_DOCUMENT EXCERPT_
———

Link to paper

The full paper is available here.

You can also find the paper on PapersWithCode here.

Abstract

  • Large-language models have been used in natural language tasks.
  • Adoption of these models in real-world settings has been limited due to incorrect and toxic statements.
  • This paper explores the ability of large-language models to streamline medical guidelines and recommendation referencing.
  • Improved factual grounding, helpfulness, and safety is demonstrated in clinical scenarios.

Paper Content

Introduction

  • Language model pre-training is a powerful training paradigm in NLP
  • Performance improvements have been observed to scale with model and dataset size
  • LLMs can be prone to generating factually invalid statements
  • LLMs can reproduce social biases and generate statements reinforcing stereotypes
  • Different ways of steering LLM outputs to align with user-intent have been explored
  • LLMs have been used in transformative applications
  • LLMs are at risk of adversarial attacks
  • Almanac is a framework to explore the role of LLMs in the clinical workflow
  • Pre-training transformers on scientific and biomedical corpora has improved performance on biomedical tasks
  • Smaller domain-specific language models can be beneficial even with limited data
  • Large language models are prone to hallucinations and biases
  • Leveraging language models for language understanding and modeling capabilities can improve accuracy of question answering
  • External tools can be used to retrieve knowledge and improve clinically useful tasks

Results

  • Almanac outperforms its counterpart in factuality and has evenly matched performances in completeness and safety
  • ChatGPT struggles to provide references with 1 correct, 15 invalid, and 4 incorrect references
  • Almanac is able to correctly reference various sources for fact-checking

Dataset

  • Task of medical question answering is evaluated
  • Existing datasets are not sufficient for capturing clinical scenarios
  • ClinicalQA is a novel benchmark of clinical questions
  • Summary statistics and samples are provided in tables
  • ClinicalQA can serve as a benchmark for LM-based clinical decision-making support systems
  • Future work will expand dataset to include more varied examples and multi-modal inputs

Architecture

  • Almanac consists of many components working together to achieve accurate document retrieval, reasoning, and question-answering.
  • Database stores content semantically, using information-dense vectors and a similarity metric.
  • Browser accesses predetermined domains to fetch information from the web.
  • Retriever encodes queries and reference materials into the same high-dimensional space.
  • Language model extracts relevant information from scored context to formulate an answer.

———

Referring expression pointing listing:
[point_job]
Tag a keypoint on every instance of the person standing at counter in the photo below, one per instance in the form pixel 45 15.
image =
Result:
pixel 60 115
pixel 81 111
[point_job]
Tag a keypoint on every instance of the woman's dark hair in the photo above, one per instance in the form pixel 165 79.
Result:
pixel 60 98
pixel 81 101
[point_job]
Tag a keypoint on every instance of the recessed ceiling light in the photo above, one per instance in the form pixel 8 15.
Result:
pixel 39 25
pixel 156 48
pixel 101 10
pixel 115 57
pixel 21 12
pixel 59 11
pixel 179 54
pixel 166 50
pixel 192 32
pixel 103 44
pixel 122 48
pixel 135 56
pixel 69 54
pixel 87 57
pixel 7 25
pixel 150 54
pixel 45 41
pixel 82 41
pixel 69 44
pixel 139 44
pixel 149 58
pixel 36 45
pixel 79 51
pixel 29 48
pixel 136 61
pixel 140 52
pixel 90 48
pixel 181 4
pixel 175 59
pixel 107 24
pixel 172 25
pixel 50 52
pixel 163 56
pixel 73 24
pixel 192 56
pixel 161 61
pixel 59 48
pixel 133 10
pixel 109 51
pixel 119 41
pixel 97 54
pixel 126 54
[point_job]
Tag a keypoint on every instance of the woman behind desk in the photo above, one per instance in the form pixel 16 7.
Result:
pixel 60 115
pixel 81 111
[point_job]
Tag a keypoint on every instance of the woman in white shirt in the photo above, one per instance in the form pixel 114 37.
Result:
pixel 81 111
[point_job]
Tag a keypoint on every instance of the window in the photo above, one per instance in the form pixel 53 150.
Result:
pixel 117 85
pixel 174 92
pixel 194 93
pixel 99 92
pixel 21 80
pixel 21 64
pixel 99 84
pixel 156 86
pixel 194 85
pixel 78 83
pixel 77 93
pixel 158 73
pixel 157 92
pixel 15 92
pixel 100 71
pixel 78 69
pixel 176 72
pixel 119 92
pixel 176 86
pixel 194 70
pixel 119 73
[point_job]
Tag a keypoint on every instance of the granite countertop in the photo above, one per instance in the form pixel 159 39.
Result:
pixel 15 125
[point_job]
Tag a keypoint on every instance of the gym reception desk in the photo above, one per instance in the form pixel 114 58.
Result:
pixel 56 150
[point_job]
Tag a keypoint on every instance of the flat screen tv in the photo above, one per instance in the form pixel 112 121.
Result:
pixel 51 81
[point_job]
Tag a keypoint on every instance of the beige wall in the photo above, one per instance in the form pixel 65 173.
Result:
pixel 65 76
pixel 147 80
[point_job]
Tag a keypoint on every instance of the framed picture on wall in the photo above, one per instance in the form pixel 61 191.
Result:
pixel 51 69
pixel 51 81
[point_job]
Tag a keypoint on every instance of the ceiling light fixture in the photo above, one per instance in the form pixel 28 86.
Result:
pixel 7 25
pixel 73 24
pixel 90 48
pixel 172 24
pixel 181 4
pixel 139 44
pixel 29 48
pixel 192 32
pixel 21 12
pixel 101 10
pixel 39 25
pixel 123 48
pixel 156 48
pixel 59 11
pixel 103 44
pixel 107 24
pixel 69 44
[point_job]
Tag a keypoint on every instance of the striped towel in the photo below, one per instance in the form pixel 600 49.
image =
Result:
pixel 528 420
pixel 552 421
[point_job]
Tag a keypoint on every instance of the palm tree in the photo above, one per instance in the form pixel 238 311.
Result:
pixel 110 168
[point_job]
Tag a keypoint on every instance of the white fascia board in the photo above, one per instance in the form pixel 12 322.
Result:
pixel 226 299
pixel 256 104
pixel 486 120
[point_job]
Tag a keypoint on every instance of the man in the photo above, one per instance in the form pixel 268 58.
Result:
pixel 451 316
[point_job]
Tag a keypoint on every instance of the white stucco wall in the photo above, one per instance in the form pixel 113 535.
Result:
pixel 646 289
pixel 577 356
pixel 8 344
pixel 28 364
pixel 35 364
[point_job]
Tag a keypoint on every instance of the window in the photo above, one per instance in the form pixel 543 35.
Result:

———

_WHAT THIS EXERCISE ASKS_
1/ From the Almanac paper summary above, reproduce the passage from "Link to paper" up to and including "natural language tasks.".
2/ In the Almanac paper summary, what is ClinicalQA described as?

_RESPONSE LIST_
1/
Link to paper

The full paper is available here.

You can also find the paper on PapersWithCode here.

Abstract

  • Large-language models have been used in natural language tasks.

2/ ClinicalQA is a novel benchmark of clinical questions.